>> Begin Excerpted passage

This high visitation rubbed off on sales of Yellowstone Treasures, which, I’m happy to say, have never been better. Comments like these may have helped:

We have just received our copy of your wonderful book in the mail and we cannot put it down! My husband and I are planning our 4th trip to Yellowstone for this Fall. . . . We are so excited and even more so now that we have found your wonderful resource which will accompany us every step of the way.

The book was a magnificent guide that allowed my family (wife, two little girls ages 5 and 7, and their grandparents), to maximize every moment in this wonderful place. Incremental details, ease of info lookup, summary on prioritizing sites, lodging, etc. This book is just like a non-electronic GPS with supporting info, as the roads are relatively simple in the park. Our copy is treasured and tattered. . . .

Everything my traveling companions and I could want to know or need to know about the area within Yellowstone was within the nearly 400 pages of this book. The next time my friends and I go back to the park, we certainly will be making use of Ms. Chapple’s work. If you are planning to visit Yellowstone National Park, I strongly advise you to get a copy of this book beforehand yourself and keep it on hand as you traverse the park.

And I was delighted to find that Amazon is including a copy of Yellowstone Treasures with the Canon sweepstakes they will hold November 9-15.

Chalk up one more for Yellowstone: Fodors.com has a forum where someone asked whether Yellowstone or Yosemite would be a better choice as a vacation spot for taking children 11 and 13 next summer. Two of the comments were: “Yellowstone has such variety in natural settings, unique environments, and wildlife . . . “ and “There are plenty of ‘walks’—rather than hikes. Places where you park your car and walk about one-half mile along a nice path. . . . Don’t think of this trip as a drive-by Disney-type experience.” I can second that!

>> End Excerpted passage

- Set task
Reproduce the stretch of the Yellowstone Treasures passage from "This high visitation" through "tattered. . . ." word for word. The listing comes from a different source than the Yellowstone Treasures passage.

>> Begin Provided records

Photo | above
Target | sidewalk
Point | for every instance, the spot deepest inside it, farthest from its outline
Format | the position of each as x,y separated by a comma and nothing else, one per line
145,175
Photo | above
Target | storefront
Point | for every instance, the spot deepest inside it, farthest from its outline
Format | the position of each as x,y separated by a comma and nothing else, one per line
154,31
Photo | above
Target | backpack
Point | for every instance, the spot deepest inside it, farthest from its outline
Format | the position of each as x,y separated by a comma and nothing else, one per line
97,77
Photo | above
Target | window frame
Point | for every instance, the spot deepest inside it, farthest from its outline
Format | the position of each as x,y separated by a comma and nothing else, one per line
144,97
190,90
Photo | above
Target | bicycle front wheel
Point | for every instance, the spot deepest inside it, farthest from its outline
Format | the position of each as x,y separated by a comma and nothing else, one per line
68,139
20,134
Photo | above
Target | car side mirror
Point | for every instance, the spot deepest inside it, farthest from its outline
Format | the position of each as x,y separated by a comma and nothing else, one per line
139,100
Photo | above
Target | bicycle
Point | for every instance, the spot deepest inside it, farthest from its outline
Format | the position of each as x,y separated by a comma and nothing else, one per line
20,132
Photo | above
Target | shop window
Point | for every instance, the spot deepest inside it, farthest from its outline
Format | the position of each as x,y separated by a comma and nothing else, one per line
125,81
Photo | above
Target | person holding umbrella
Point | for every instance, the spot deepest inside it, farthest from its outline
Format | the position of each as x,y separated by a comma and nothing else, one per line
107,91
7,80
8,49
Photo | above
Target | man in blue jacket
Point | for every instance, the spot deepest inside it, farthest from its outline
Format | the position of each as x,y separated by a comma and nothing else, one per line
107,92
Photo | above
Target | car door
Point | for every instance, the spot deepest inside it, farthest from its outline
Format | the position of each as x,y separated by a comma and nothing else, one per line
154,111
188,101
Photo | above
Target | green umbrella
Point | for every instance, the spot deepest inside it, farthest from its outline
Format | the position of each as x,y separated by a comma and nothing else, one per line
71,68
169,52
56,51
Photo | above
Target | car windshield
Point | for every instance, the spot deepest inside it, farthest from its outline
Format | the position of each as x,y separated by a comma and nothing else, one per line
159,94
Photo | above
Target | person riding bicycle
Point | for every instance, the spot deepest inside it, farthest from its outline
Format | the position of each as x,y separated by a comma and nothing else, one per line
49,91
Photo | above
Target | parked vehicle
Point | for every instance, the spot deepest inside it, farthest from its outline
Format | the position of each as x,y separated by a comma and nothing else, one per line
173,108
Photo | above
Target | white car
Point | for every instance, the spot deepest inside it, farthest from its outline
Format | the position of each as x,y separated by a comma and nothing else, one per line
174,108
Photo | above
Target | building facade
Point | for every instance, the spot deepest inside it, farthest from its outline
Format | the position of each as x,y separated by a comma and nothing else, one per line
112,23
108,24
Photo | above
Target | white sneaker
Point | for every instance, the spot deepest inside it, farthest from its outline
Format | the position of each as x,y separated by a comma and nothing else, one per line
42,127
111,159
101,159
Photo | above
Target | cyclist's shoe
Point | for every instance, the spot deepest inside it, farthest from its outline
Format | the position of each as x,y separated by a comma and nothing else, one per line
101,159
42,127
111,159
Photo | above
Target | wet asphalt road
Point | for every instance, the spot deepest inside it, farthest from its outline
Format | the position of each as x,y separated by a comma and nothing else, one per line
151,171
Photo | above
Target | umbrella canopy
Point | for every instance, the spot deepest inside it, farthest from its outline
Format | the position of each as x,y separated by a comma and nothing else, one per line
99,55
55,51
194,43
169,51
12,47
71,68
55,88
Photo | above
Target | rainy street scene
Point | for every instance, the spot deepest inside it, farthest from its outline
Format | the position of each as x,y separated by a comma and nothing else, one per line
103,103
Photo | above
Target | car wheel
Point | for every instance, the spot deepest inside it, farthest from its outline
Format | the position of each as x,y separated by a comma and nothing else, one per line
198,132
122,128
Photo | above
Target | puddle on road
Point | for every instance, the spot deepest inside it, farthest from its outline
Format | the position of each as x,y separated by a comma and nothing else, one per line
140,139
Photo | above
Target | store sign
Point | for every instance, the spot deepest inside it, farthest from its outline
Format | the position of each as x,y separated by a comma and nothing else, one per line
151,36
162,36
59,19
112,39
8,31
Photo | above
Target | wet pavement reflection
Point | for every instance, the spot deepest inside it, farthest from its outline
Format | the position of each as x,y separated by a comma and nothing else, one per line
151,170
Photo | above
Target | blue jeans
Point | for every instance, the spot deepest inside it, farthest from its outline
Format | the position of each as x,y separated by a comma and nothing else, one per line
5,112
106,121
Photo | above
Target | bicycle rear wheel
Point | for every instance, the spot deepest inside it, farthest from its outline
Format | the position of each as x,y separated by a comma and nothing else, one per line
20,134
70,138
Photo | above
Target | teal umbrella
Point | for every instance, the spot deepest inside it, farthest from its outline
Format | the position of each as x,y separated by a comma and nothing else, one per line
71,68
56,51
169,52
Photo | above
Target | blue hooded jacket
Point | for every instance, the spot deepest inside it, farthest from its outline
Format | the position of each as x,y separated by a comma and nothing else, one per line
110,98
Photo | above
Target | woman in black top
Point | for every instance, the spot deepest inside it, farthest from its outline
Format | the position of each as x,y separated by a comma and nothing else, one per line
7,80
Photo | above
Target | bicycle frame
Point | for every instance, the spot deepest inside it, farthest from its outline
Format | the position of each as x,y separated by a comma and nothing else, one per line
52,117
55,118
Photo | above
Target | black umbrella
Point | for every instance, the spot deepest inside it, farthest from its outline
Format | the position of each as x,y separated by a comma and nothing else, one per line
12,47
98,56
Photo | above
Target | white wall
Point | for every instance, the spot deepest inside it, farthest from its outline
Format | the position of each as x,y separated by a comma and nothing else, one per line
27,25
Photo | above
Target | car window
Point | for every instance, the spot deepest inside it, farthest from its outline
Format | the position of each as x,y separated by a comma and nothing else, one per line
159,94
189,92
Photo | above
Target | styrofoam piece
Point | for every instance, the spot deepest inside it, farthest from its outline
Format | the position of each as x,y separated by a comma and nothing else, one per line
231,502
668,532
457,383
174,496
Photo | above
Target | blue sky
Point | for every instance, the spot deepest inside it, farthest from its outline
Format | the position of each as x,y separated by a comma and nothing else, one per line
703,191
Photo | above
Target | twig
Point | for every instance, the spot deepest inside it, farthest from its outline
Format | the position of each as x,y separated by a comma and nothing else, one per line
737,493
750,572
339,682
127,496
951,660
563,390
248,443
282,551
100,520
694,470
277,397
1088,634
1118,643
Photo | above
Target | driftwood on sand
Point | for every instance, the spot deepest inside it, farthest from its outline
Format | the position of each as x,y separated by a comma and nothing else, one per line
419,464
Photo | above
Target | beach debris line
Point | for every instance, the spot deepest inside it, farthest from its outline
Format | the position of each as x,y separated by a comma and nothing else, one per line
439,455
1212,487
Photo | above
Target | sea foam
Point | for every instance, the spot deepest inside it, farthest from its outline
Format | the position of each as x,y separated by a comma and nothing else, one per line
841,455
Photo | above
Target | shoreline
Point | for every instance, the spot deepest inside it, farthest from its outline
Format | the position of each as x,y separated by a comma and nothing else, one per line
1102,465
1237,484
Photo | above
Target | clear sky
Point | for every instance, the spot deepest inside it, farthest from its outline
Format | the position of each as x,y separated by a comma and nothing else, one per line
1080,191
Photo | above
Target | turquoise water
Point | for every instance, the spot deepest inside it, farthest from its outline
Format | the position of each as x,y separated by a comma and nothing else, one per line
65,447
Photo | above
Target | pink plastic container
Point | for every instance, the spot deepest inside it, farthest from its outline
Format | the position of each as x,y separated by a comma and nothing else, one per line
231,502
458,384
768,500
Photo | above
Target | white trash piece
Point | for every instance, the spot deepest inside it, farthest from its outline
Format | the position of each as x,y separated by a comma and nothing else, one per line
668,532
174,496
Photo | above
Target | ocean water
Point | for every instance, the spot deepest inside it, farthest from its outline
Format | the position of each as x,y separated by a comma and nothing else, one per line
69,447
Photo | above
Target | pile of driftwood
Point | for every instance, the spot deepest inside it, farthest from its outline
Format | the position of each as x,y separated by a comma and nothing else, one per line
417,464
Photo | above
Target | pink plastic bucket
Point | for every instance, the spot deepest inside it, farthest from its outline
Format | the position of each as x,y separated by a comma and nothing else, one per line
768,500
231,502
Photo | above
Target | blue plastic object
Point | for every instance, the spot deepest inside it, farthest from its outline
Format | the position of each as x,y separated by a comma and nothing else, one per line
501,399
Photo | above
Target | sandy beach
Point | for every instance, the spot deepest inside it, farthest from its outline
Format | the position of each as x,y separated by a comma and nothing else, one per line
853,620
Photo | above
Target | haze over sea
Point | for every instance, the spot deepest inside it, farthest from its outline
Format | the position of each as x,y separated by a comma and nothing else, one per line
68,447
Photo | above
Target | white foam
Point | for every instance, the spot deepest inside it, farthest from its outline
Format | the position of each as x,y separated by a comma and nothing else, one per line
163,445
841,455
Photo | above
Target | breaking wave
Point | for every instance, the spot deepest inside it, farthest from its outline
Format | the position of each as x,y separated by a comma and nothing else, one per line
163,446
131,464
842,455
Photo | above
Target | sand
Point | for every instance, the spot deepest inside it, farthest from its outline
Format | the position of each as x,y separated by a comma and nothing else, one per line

>> End Provided records

- Full solution
This high visitation rubbed off on sales of Yellowstone Treasures, which, I’m happy to say, have never been better. Comments like these may have helped:

We have just received our copy of your wonderful book in the mail and we cannot put it down! My husband and I are planning our 4th trip to Yellowstone for this Fall. . . . We are so excited and even more so now that we have found your wonderful resource which will accompany us every step of the way.

The book was a magnificent guide that allowed my family (wife, two little girls ages 5 and 7, and their grandparents), to maximize every moment in this wonderful place. Incremental details, ease of info lookup, summary on prioritizing sites, lodging, etc. This book is just like a non-electronic GPS with supporting info, as the roads are relatively simple in the park. Our copy is treasured and tattered. . . .